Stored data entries
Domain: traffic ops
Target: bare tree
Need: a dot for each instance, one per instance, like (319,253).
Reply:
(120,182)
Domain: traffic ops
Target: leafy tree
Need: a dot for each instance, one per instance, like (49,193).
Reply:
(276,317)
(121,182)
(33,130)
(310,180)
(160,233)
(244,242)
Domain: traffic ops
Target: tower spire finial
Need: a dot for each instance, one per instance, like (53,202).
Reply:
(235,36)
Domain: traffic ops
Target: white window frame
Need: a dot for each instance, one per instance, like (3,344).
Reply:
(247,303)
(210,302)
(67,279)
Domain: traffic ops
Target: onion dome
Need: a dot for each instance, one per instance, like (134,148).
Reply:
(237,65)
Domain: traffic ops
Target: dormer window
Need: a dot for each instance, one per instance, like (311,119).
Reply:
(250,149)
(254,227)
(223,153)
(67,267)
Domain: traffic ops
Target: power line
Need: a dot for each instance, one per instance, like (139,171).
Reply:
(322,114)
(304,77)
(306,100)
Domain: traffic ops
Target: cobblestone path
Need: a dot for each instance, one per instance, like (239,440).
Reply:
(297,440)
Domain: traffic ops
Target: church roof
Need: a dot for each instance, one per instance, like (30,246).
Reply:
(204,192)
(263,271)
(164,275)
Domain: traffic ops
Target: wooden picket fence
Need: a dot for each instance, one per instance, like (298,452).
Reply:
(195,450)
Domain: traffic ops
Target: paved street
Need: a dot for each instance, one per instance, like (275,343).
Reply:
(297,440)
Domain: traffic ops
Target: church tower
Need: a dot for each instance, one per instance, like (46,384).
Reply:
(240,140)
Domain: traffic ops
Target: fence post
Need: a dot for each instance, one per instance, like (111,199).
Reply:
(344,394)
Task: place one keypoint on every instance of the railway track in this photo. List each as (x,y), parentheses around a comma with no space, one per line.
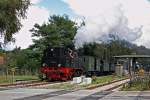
(26,84)
(95,94)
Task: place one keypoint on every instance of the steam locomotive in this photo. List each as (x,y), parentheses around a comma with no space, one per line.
(63,64)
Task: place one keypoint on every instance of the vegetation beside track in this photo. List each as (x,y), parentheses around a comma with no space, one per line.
(8,79)
(137,86)
(97,81)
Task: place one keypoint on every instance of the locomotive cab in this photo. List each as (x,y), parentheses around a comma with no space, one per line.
(58,63)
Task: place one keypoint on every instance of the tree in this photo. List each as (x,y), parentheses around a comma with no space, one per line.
(59,31)
(11,11)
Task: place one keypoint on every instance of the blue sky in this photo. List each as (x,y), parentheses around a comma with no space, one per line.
(125,17)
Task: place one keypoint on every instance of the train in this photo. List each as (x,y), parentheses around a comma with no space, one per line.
(60,63)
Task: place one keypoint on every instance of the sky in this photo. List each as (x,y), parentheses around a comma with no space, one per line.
(128,19)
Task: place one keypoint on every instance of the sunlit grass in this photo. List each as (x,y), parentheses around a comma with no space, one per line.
(9,78)
(137,86)
(97,81)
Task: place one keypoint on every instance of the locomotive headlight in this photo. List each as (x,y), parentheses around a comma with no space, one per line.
(59,65)
(43,64)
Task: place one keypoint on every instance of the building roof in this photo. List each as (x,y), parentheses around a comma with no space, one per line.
(132,56)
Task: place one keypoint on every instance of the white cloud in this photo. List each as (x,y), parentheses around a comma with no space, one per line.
(35,14)
(121,17)
(35,1)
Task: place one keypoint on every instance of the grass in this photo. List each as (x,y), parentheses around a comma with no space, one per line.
(8,79)
(137,86)
(97,81)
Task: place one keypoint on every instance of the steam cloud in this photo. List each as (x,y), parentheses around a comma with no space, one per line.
(127,19)
(98,28)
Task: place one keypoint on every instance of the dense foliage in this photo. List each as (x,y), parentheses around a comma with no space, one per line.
(11,11)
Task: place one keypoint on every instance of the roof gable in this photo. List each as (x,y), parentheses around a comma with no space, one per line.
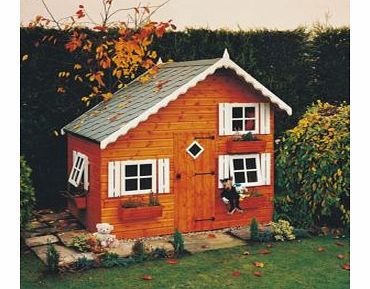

— Work to complete —
What the reply must contain is an exact transcription of the data above and none of its pictures.

— Answer box —
Domain: traffic ops
Target: bare tree
Need: a dot for each instance, one per instance, like (319,253).
Reply:
(120,182)
Domain: traffic ops
Target: leafy tree
Need: a dot for each instance, one per instance, like (49,193).
Reply:
(276,317)
(121,182)
(33,130)
(310,180)
(160,233)
(244,242)
Domain: traffic ops
Target: tower spire finial
Need: a dot for each instance, one per instance, like (53,202).
Reply:
(235,36)
Domain: traffic ops
Target: white window frame
Need: a dot for each instance, one per instance, like (3,344).
Reply:
(247,303)
(210,302)
(67,279)
Domain: traffic ops
Target: onion dome
Need: a dot for each instance, one per instance, like (134,148).
Reply:
(237,65)
Domain: traffic ops
Target: dormer window
Need: a dot for each instance, one per instance, like (311,119).
Reply:
(250,149)
(254,227)
(223,153)
(67,267)
Domain: traffic ops
Target: power line
Need: a dot for each instance, one per instance, like (139,171).
Reply:
(322,114)
(304,77)
(306,100)
Domain: traffic ops
Target: cobblestone path
Need: a dot for each instance, one per instance, like (239,440).
Reply:
(297,440)
Domain: traffic ops
Target: church roof
Need: a dot for each instance, one per instance, like (30,246).
Reply:
(204,192)
(263,271)
(164,275)
Domain: traffic ops
Target: wooden picket fence
Need: a dot for each instance, one per instance, like (298,452).
Reply:
(195,450)
Domain: traffic ops
Target: paved street
Need: a dot for each instance, one per instance, like (275,343).
Reply:
(297,440)
Domain: traffic ops
Target: church tower
Need: a dot for each instance, one per instance, like (46,384).
Reply:
(240,140)
Domain: traffic ops
Target: fence post
Need: a dot for each instance, one per instance, like (111,199).
Reply:
(344,394)
Task: place one keypoint on every instance of the railway track in this photo. List each as (x,y), parentheses around a comma with no space, one per line.
(26,84)
(95,94)
Task: place one keypoint on every instance of the steam locomotive in this photo. List each as (x,y), parentheses around a comma with no space, one per line.
(63,64)
Task: place one keypoint on every instance of the vegetation beside track in this photo. List each as (x,y), parentheses around a comma with no space, one per line.
(8,79)
(137,86)
(97,81)
Task: place one keypoint on every instance of the locomotive cab in this photo. List each as (x,y), parentheses around a comma with no space, one per line.
(58,63)
Task: place one keypoint on every instance of the tree in this photo. List each as (x,y), parentheses around a comma with no space, one per line.
(59,31)
(11,11)
Task: place one keypoint on every instance of the blue sky in this photo. List each as (x,y), parentheses around a comma with no space, one per line.
(125,17)
Task: place one keypoint on every instance of the train in this photo. List each as (x,y), parentheses around a comma with no space, one per line.
(60,63)
Task: place one keypoint on every instance of the sky in this photo. List each as (x,y), parentheses around a comma with no space, one per line.
(128,19)
Task: place one keypoint on every instance of the sunlit grass in this photo. List each as (x,y), parentheses around a comma with no space, one per line.
(9,78)
(137,86)
(97,81)
Task: place one keypoint on every instance of the locomotive headlight in this photo. List each as (x,y), parentheses around a comma with no space, one per line.
(59,65)
(43,64)
Task: place one keypoint on every instance of the building roof in this photo. List each as (x,y), parentheses around a comma with no space, one per line.
(132,56)
Task: place one keypoint on every instance of the white cloud in this photo. List each as (x,y), parentheses around a comma with no space, one per line.
(35,14)
(121,17)
(35,1)
Task: place one keypoint on every instance of the grass in this photo. List each as (x,y), parentheses around a comma with no space, one per line.
(8,79)
(137,86)
(97,81)
Task: place one keypoint on every instance of the steam cloud in this photo. List each as (x,y), parentheses around a comma with no space, one per line.
(127,19)
(98,28)
Task: place one keypoint on every instance of the dense foliage in this photo. List each as (x,y), parentheses around a comma with no space, one per line.
(11,11)
Task: place one keypoint on every instance of the roof gable in this photo. List each as (x,y), parentheses around a comma with no space, one per line.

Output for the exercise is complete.